▶ [WHAT IS ASKED]
1) In the text on Argentina's abortion bill, rewrite the passage from "The Catholic Church and" up to and including "in the country.", changing "Catholic Church" to "Roman Catholic Church".
2) Condense the paragraph of the text on Argentina's abortion bill that begins "There have been countless cases" into a short list that keeps its main facts.

ARGENTINA ABORTION PROTEST OVER THE YEARS
What does the bill mean?
Prior to the passing of the bill, abortions were only permitted in cases of rape or when the woman’s health was at serious risk. Activists have been campaigning for years, calling for an overturning of this law that has been in existence since 1921. Two years ago, the country had almost passed the abortion bill, which was narrowly defeated.
Cause of denial to Abortion and its effect.
The Catholic Church and the evangelical community wield immense power and influence in Argentina and had strongly opposed the passing of this bill. In fact, for several decades, following the beliefs of the Catholic Church, even the sale of contraceptives was prohibited in the country.
There have been countless cases that explain why this bill is important for women in Argentina. One was in 2006 when the family of a 25-year-old survivor of rape, with severe physical and mental disabilities, petitioned the court for judicial authorization for abortion. Although the court granted permission, the procedure was blocked by a Catholic organization that had sought an injunction. The abortion could proceed only after the family appealed the injunction and the court allowed it.
What did lawmakers say?
The passage of the bill involved a marathon session where 38 senators voted in favor of the bill, with 29 against and one abstention. The bill had been one of President Alberto Fernández’s campaign promises where he had said he would reintroduce it after it was rejected in 2018. Fernández had said: “I’m Catholic but I have to legislate for everyone.”

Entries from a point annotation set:
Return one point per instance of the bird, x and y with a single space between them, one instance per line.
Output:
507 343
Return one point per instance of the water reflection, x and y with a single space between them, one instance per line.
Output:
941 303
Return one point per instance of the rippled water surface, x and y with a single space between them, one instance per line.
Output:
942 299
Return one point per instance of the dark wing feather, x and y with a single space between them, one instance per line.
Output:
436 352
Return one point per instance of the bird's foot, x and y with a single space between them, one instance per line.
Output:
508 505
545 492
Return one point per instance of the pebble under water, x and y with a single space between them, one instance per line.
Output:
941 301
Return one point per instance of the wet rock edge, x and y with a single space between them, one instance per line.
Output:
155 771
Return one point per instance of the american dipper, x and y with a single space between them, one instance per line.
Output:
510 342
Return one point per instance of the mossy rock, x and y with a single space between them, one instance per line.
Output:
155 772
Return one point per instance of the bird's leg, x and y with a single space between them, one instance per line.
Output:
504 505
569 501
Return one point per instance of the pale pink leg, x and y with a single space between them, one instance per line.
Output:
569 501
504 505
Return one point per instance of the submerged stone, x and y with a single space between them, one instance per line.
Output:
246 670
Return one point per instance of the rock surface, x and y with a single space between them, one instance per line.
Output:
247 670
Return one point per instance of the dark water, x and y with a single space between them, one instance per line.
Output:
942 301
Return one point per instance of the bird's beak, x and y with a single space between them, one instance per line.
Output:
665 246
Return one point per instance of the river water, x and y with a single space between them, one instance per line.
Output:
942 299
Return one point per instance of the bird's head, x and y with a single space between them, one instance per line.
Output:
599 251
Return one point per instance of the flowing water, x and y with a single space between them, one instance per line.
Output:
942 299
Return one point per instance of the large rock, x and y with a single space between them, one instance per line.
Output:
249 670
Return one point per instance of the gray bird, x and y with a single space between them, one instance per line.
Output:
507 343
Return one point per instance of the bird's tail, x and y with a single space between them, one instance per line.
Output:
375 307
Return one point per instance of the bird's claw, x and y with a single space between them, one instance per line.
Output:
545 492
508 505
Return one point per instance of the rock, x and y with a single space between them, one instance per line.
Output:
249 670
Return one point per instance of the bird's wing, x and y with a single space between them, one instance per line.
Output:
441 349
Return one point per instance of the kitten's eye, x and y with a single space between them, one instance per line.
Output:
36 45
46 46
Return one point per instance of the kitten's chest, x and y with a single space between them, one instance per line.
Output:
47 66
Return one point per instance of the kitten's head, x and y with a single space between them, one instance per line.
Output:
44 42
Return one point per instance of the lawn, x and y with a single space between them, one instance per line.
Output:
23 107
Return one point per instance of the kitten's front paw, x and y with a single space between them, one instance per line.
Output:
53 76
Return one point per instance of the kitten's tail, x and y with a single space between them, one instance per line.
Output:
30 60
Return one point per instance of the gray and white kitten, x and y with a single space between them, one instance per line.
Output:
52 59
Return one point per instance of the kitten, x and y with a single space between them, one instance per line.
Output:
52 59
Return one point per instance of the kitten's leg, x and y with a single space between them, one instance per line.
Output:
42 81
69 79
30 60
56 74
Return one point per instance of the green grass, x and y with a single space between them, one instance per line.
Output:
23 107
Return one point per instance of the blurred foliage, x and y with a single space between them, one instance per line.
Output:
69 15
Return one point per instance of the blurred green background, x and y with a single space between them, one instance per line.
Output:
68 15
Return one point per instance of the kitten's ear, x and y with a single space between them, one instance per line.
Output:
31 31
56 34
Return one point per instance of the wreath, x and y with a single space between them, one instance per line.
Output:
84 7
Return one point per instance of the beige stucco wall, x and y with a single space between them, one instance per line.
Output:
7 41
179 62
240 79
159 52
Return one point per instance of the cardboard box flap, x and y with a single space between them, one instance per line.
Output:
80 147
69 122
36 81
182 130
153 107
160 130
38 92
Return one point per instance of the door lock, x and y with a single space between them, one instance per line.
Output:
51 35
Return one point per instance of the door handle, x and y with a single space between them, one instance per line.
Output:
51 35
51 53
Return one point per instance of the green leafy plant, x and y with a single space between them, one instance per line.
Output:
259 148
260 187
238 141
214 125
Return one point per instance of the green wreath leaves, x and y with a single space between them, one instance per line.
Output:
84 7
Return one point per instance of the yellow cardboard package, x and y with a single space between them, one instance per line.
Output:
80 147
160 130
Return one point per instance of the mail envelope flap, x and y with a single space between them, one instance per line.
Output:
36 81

▶ [ANSWERS IN ORDER]
1)
The Roman Catholic Church and the evangelical community wield immense power and influence in Argentina and had strongly opposed the passing of this bill. In fact, for several decades, following the beliefs of the Roman Catholic Church, even the sale of contraceptives was prohibited in the country.

2)
- Many cases show why the bill matters for women in Argentina.
- In 2006, the family of a 25-year-old rape survivor with severe physical and mental disabilities asked the court to authorize an abortion.
- The court granted permission, but a Catholic organization blocked the procedure with an injunction.
- The abortion went ahead only after the family appealed the injunction and the court allowed it.